[REQUEST]:
Starting at the line containing "Pick-planner input: for every instance of the stack" and ending at the line containing "point(164, 431)", convert only those records into a two-column CSV with the headers record_text and answer, one row per record. Put each record's text and its answer in a single quoted field, replacing line breaks with spaces.

[RECORDS FOR THIS EXERCISE]:

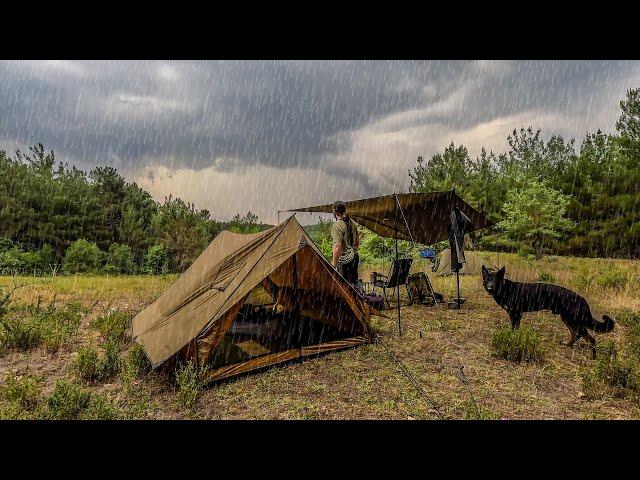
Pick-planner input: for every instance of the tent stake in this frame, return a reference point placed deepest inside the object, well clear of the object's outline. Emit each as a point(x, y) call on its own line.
point(395, 216)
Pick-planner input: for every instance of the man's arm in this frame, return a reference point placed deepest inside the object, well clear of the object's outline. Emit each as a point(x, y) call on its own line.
point(337, 251)
point(336, 237)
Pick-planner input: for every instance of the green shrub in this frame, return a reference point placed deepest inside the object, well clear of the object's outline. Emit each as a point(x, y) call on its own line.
point(547, 277)
point(34, 325)
point(110, 365)
point(67, 401)
point(86, 364)
point(100, 408)
point(91, 367)
point(120, 259)
point(114, 326)
point(627, 317)
point(82, 257)
point(23, 391)
point(156, 261)
point(523, 344)
point(11, 262)
point(189, 381)
point(612, 374)
point(614, 278)
point(137, 363)
point(38, 262)
point(472, 411)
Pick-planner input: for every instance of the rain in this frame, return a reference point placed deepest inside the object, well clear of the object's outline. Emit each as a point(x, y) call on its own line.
point(151, 264)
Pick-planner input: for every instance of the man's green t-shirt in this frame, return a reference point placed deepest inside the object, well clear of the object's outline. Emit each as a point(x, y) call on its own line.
point(340, 234)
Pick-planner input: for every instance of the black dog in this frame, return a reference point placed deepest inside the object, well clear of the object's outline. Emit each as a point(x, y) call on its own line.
point(518, 297)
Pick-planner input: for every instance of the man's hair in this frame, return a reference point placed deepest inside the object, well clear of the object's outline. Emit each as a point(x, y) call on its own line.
point(340, 207)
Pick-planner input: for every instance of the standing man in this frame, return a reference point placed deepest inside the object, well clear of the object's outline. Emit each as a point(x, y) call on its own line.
point(344, 233)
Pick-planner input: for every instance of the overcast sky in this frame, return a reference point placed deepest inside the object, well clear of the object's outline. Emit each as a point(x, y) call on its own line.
point(269, 135)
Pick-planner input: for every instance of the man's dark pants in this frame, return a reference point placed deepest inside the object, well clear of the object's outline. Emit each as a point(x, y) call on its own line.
point(350, 270)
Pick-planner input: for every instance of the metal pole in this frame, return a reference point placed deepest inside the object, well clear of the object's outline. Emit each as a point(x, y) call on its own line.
point(395, 216)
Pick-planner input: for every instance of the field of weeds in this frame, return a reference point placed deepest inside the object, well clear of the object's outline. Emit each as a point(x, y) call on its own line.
point(65, 353)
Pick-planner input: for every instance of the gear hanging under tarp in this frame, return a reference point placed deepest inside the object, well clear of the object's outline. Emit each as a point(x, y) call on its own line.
point(459, 227)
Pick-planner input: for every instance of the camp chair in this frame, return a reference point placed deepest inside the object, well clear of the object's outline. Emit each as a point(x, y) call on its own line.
point(433, 258)
point(398, 275)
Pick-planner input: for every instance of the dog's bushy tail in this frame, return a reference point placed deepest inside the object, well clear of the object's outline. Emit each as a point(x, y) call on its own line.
point(603, 327)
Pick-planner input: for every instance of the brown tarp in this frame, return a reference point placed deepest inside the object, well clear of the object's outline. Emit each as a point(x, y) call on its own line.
point(193, 315)
point(472, 266)
point(427, 215)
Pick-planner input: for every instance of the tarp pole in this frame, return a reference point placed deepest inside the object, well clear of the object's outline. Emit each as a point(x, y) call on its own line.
point(395, 216)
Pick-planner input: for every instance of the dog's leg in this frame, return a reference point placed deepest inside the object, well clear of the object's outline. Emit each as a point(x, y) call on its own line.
point(515, 319)
point(592, 341)
point(575, 336)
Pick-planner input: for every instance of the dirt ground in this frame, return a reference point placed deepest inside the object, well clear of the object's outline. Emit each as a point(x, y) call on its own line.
point(446, 352)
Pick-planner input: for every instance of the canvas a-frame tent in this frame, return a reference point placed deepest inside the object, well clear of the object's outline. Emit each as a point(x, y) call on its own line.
point(208, 314)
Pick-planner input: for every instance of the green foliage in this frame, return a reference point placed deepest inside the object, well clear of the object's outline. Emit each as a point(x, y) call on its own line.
point(521, 345)
point(67, 401)
point(613, 277)
point(23, 391)
point(190, 381)
point(137, 363)
point(91, 367)
point(602, 181)
point(111, 364)
point(13, 261)
point(611, 375)
point(114, 326)
point(44, 203)
point(535, 213)
point(120, 259)
point(82, 257)
point(100, 408)
point(86, 364)
point(29, 327)
point(472, 411)
point(156, 260)
point(547, 277)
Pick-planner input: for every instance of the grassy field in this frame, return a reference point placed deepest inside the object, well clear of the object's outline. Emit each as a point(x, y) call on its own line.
point(449, 353)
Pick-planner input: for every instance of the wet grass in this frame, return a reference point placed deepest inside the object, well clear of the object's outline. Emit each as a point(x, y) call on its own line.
point(448, 353)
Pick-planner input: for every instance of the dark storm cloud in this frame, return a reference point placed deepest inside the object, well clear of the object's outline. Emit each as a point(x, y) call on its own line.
point(363, 120)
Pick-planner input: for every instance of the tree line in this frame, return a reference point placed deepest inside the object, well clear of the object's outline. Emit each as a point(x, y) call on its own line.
point(545, 196)
point(55, 217)
point(549, 195)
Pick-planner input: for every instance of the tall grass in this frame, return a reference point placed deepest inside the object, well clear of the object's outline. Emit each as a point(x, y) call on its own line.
point(521, 345)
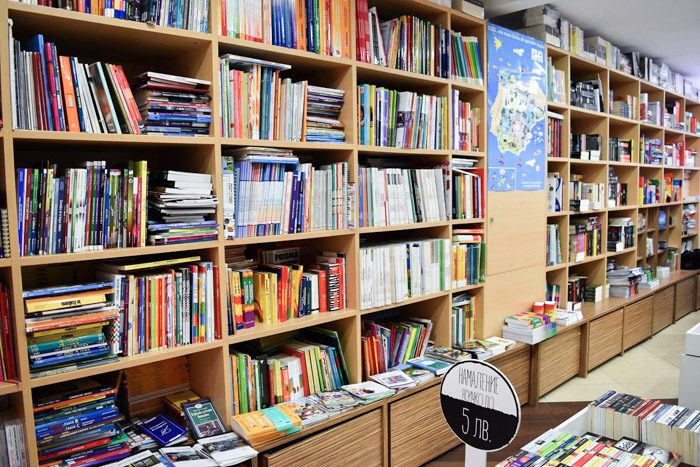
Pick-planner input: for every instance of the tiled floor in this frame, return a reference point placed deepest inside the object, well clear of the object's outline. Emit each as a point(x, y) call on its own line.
point(651, 369)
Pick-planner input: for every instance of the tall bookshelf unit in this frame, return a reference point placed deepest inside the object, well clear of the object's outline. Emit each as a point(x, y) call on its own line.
point(140, 47)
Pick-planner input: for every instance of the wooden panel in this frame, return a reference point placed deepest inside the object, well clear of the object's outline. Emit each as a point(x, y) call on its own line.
point(508, 293)
point(685, 297)
point(516, 366)
point(520, 212)
point(419, 413)
point(662, 314)
point(558, 360)
point(357, 442)
point(637, 322)
point(605, 339)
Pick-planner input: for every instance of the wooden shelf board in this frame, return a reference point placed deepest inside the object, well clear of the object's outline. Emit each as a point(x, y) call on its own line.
point(63, 137)
point(115, 253)
point(127, 362)
point(287, 237)
point(396, 228)
point(264, 330)
point(421, 298)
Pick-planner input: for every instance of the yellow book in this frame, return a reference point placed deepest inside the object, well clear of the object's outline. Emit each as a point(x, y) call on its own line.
point(61, 302)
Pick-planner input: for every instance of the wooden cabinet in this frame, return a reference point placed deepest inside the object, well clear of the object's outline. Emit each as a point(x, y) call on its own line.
point(418, 430)
point(685, 297)
point(662, 309)
point(357, 442)
point(605, 339)
point(516, 366)
point(559, 360)
point(637, 322)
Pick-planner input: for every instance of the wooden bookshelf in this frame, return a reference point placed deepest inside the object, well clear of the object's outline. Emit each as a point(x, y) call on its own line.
point(140, 47)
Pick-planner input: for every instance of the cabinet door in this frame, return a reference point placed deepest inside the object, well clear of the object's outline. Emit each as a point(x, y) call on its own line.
point(685, 297)
point(664, 304)
point(357, 442)
point(605, 339)
point(559, 360)
point(637, 322)
point(418, 431)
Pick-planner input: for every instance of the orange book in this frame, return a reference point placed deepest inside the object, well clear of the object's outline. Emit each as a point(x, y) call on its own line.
point(70, 105)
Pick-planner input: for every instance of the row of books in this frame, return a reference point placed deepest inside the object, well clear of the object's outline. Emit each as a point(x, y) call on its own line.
point(257, 103)
point(401, 119)
point(321, 27)
point(413, 44)
point(589, 449)
point(392, 273)
point(274, 292)
point(192, 15)
point(671, 427)
point(270, 192)
point(468, 257)
point(466, 126)
point(468, 190)
point(585, 238)
point(388, 344)
point(553, 251)
point(464, 309)
point(554, 130)
point(262, 377)
point(395, 196)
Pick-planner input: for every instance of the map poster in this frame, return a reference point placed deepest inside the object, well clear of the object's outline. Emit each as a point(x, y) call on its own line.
point(516, 111)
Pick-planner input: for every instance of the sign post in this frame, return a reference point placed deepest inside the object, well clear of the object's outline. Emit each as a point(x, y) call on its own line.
point(481, 407)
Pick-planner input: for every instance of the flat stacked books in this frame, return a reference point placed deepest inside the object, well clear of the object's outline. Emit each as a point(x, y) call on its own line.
point(173, 105)
point(561, 448)
point(368, 392)
point(529, 327)
point(323, 107)
point(180, 204)
point(77, 422)
point(93, 207)
point(70, 327)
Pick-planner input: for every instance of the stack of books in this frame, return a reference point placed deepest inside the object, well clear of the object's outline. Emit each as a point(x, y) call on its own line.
point(468, 190)
point(282, 289)
point(418, 268)
point(180, 204)
point(323, 107)
point(93, 98)
point(321, 27)
point(468, 257)
point(286, 372)
point(671, 427)
point(463, 318)
point(388, 344)
point(84, 209)
point(395, 196)
point(164, 303)
point(173, 105)
point(415, 121)
point(77, 422)
point(293, 197)
point(466, 121)
point(70, 327)
point(530, 327)
point(561, 448)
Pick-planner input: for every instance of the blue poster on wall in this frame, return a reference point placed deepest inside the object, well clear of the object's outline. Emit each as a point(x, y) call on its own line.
point(516, 111)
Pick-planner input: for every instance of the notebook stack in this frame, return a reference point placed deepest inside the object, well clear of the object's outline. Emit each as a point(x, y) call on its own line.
point(67, 327)
point(179, 205)
point(173, 105)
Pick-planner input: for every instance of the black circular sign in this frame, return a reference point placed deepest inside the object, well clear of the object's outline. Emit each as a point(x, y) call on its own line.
point(480, 405)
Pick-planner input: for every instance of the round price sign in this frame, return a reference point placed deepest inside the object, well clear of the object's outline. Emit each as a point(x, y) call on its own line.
point(480, 405)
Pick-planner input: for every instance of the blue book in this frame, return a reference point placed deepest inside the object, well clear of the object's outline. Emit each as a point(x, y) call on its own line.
point(164, 431)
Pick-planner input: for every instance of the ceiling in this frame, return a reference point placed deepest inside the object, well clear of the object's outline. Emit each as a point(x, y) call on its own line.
point(666, 29)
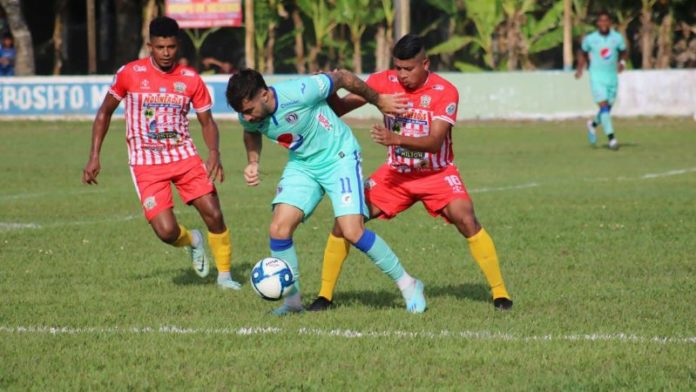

[FULL ANSWER]:
record_text,answer
"Pick-planner input: for every instance of the stack of books in this frame, return a reference point placed deepest inside the object, well clear of the object's outline. Emit each as a point(x, y) call on its own line.","point(468, 190) point(282, 289) point(418, 268) point(180, 204) point(323, 107) point(93, 98) point(321, 27) point(468, 257) point(286, 372) point(671, 427) point(463, 318) point(388, 344) point(84, 209) point(395, 196) point(164, 303) point(173, 105) point(415, 121) point(77, 422) point(293, 197) point(466, 121) point(70, 327) point(530, 327) point(561, 448)"
"Pick-planner input: for every instance of the blue poster on wall in this frame, return a reference point placed deepest inside the object, well clear of the object's outline. Emit each as a point(x, y) call on its own line.","point(516, 111)"
"Pick-planner input: for every instance of the notebook stack in this frame, return a reference point placed deepest inside the object, well clear of the object's outline. Emit each as a point(x, y) call on its own line.","point(67, 327) point(179, 205) point(173, 105)"
"Pick-planner input: for every instance of the black circular sign in this frame, return a reference point placed deepest inside the object, well clear of the object's outline. Emit each as a point(x, y) call on its own line.","point(480, 405)"
"Pick-planner input: for every instance of the round price sign in this frame, return a reference point placed deepest inside the object, well clear of the object's outline. Emit each as a point(x, y) call on its own line.","point(480, 405)"
"Pick-planner input: for every instance of the blue book in this frame, return a reference point placed deepest inside the object, well clear of the object's outline. Emit each as a point(x, y) call on its own line.","point(164, 431)"